Document extract
******

Shelbie - I think you did a fantastic job with the conditions your had to deal with, besides that you expressed how every other photographer feels during these wedding situations. It can be frustrating when people are so inconsiderate/forgetful about who’s day it is.

Anyways thank you :)

P.s. I thought I would let you know,
“Standing in the aisle always males(Spelling error) me sad because your attention immediately will go to that person and not on the subject of the image.”- Oh and I agree with this as well.

Good luck on the next wedding you do!

Brooke Price Photography - It’s not that we ( the photographers) are trying to be rude, or make sure you can Only get photos from us to make more $$$ (<– oh yeah, had that little gem thrown my way) It is simply that, you have already hired us to do a job, and we’re dead set to make that happen. But some things are unavoidable. And that is sad. You’re guests aren’t snapping to be rude, they are excited to share in your day too, we just run into some speed bumps along the way.

Tom Cahill - Every wedding photographer should show this to their clients.

******

Dataset content
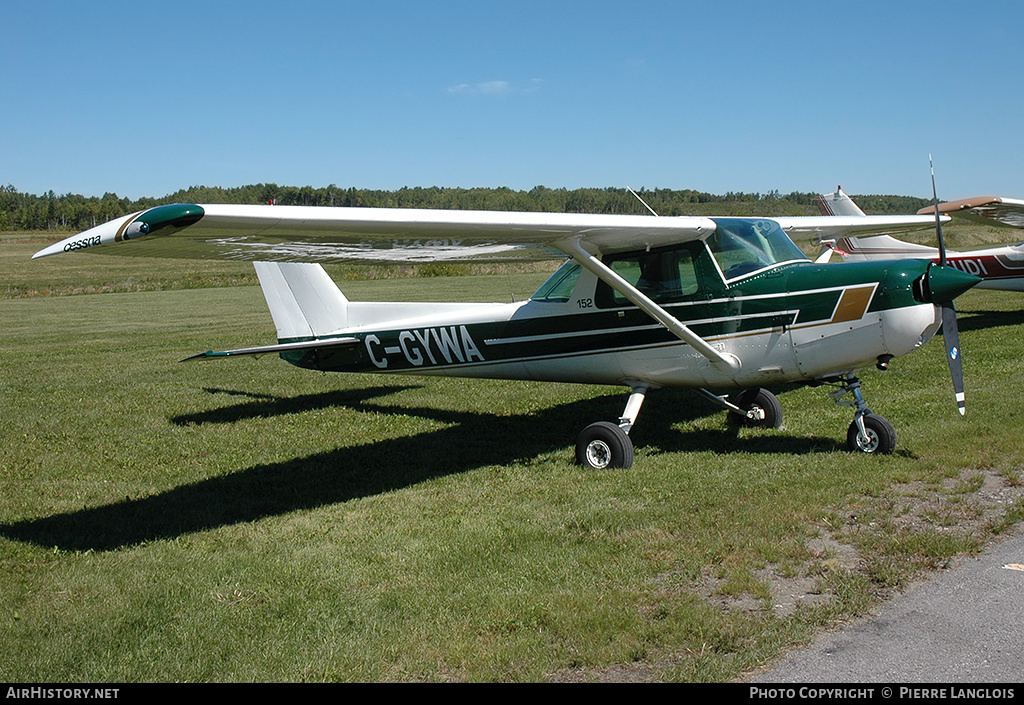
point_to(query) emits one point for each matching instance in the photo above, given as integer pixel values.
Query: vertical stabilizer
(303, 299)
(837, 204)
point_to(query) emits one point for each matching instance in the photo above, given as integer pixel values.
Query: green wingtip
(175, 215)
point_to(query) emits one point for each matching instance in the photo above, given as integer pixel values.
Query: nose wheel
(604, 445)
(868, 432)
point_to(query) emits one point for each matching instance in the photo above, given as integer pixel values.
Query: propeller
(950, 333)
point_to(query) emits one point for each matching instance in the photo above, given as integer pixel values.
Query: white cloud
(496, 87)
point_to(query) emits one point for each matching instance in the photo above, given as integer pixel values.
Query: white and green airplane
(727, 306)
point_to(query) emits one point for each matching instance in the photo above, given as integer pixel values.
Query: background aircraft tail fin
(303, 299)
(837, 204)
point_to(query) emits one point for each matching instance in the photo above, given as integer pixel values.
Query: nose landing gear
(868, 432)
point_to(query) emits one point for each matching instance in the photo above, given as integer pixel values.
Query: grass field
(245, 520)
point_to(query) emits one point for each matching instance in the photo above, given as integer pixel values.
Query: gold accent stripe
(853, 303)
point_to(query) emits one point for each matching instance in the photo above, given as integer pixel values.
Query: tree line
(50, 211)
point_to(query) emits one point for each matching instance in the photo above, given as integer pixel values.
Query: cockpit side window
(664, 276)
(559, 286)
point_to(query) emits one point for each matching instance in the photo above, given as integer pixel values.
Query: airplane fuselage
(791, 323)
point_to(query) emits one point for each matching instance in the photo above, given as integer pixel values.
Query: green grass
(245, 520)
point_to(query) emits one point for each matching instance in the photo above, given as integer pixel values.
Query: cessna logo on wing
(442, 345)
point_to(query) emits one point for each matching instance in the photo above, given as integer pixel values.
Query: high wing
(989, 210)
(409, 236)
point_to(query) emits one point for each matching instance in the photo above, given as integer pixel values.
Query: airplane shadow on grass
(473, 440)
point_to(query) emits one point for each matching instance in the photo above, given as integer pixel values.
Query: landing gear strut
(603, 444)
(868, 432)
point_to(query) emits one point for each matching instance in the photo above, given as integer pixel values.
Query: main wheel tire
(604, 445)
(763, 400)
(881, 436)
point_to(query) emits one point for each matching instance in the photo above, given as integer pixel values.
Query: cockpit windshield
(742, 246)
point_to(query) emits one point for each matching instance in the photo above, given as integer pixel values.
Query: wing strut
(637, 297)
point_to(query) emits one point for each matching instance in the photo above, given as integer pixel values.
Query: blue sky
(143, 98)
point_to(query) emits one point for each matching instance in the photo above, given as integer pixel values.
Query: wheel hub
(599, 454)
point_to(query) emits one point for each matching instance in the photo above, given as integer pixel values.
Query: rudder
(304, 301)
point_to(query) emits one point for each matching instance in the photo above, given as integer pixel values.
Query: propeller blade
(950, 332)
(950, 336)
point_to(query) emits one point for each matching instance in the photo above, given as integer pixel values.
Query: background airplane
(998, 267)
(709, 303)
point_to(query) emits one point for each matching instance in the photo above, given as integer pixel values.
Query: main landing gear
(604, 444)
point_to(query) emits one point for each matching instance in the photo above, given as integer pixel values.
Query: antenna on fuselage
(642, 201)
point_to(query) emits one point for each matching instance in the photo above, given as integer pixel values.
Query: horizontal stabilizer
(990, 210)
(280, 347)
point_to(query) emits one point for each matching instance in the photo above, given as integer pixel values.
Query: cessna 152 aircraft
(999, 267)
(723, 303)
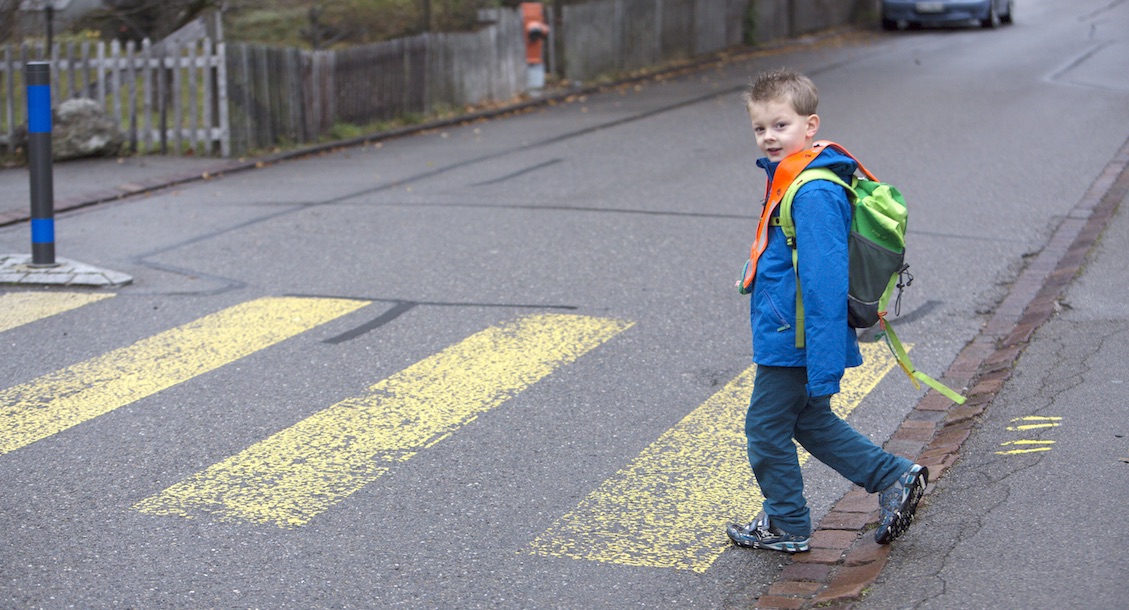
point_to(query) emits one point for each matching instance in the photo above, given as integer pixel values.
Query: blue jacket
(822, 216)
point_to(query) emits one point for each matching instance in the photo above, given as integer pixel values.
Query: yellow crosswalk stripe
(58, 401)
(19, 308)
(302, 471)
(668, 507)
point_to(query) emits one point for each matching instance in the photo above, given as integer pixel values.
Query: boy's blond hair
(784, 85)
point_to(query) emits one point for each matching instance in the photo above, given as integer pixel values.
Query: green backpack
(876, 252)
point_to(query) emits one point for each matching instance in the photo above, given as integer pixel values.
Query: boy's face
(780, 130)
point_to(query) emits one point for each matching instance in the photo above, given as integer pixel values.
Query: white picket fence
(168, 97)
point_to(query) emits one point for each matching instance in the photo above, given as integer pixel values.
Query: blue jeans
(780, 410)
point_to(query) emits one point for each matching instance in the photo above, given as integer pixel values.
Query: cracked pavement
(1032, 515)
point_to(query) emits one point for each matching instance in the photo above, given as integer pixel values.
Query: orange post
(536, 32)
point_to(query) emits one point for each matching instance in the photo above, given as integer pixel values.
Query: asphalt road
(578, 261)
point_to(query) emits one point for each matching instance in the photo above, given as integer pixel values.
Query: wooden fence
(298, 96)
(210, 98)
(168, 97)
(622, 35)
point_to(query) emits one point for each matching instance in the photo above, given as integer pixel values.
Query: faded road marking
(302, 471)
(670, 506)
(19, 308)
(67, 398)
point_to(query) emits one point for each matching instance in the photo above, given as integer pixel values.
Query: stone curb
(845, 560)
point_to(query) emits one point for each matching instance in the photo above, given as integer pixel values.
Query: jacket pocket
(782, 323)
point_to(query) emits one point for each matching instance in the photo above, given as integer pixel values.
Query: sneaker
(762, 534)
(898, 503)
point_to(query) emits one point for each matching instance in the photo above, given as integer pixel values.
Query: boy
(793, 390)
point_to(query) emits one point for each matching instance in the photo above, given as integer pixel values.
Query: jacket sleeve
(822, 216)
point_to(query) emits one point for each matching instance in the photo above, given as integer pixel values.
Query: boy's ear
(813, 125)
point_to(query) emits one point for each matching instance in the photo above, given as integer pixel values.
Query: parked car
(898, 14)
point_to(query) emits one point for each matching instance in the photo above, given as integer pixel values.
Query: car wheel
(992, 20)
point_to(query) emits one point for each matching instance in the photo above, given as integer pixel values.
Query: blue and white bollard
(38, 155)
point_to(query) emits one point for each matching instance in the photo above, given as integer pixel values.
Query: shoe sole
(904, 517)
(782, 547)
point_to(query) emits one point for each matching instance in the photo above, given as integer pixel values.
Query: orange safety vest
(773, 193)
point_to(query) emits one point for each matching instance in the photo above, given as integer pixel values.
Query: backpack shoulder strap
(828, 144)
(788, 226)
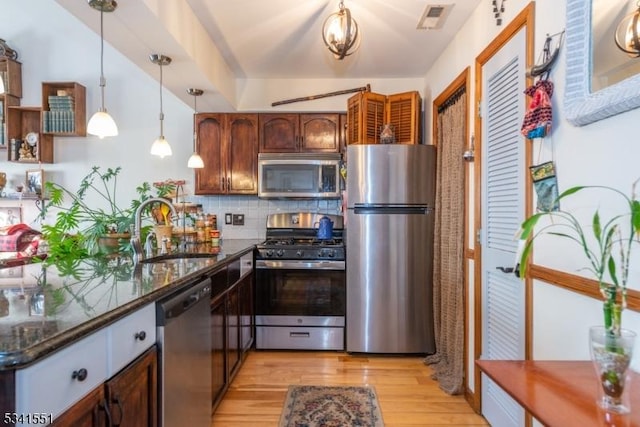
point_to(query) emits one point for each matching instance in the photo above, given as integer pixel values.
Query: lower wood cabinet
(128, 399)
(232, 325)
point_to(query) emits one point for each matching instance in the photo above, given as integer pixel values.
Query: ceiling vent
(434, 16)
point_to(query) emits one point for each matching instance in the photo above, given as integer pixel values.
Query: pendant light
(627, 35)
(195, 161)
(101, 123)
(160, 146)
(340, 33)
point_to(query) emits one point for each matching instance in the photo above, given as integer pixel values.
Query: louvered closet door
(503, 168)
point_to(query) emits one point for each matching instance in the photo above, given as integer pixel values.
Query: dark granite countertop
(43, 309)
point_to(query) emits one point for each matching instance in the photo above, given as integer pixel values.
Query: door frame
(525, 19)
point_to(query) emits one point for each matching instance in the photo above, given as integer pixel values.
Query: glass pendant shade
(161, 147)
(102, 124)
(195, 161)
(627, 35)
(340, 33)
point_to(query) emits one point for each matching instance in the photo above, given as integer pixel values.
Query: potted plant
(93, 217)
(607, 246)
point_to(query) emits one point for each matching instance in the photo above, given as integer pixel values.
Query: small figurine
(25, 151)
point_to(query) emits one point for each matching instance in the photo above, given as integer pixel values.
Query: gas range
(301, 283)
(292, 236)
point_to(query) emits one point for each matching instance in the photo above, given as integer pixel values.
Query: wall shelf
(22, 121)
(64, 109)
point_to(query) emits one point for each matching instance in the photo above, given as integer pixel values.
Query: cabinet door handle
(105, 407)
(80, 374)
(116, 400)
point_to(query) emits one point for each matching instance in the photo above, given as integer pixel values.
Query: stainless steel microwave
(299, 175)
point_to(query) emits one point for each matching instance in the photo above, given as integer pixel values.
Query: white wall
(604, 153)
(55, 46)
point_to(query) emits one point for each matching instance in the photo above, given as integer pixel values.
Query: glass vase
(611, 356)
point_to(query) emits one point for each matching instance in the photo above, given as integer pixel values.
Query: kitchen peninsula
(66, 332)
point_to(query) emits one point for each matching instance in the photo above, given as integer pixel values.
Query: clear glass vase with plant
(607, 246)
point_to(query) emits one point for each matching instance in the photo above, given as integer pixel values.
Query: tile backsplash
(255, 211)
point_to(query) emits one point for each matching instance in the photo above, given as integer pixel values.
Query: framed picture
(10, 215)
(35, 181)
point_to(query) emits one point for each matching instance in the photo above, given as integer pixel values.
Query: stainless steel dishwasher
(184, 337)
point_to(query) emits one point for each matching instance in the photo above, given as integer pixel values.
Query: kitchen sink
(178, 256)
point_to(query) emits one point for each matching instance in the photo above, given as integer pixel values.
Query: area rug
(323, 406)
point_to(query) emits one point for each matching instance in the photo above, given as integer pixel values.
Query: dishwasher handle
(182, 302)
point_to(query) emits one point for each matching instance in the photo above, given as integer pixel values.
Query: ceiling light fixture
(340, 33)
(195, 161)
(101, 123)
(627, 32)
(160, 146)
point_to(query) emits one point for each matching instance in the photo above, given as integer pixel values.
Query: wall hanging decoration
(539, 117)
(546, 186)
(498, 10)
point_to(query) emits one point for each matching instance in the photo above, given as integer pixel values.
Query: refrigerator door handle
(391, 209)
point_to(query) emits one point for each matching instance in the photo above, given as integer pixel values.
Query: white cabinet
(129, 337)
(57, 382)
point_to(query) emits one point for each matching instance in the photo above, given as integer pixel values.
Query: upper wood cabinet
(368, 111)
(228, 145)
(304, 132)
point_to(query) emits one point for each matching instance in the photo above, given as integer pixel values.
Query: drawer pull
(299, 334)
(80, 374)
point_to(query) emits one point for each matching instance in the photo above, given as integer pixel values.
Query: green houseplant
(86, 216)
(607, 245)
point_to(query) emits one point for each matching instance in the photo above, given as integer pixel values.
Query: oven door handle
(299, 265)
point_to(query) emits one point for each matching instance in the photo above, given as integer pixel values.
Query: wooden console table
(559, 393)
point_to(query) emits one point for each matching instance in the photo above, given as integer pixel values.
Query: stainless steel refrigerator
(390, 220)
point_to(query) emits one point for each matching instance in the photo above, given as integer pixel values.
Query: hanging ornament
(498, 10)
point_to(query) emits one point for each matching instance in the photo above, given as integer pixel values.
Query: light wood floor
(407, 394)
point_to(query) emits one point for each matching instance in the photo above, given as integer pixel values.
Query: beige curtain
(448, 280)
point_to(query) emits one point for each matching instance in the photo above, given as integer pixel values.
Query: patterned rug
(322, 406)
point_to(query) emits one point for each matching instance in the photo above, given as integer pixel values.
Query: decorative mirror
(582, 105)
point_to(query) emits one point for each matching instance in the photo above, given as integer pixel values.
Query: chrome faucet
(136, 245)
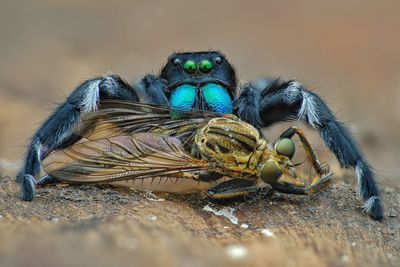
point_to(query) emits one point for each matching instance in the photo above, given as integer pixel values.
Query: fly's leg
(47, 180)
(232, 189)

******

Set problem
List every name that appears before a dash at the start of a comment in the wedding photography comments.

The completed task
Shelbie
Brooke Price Photography
Tom Cahill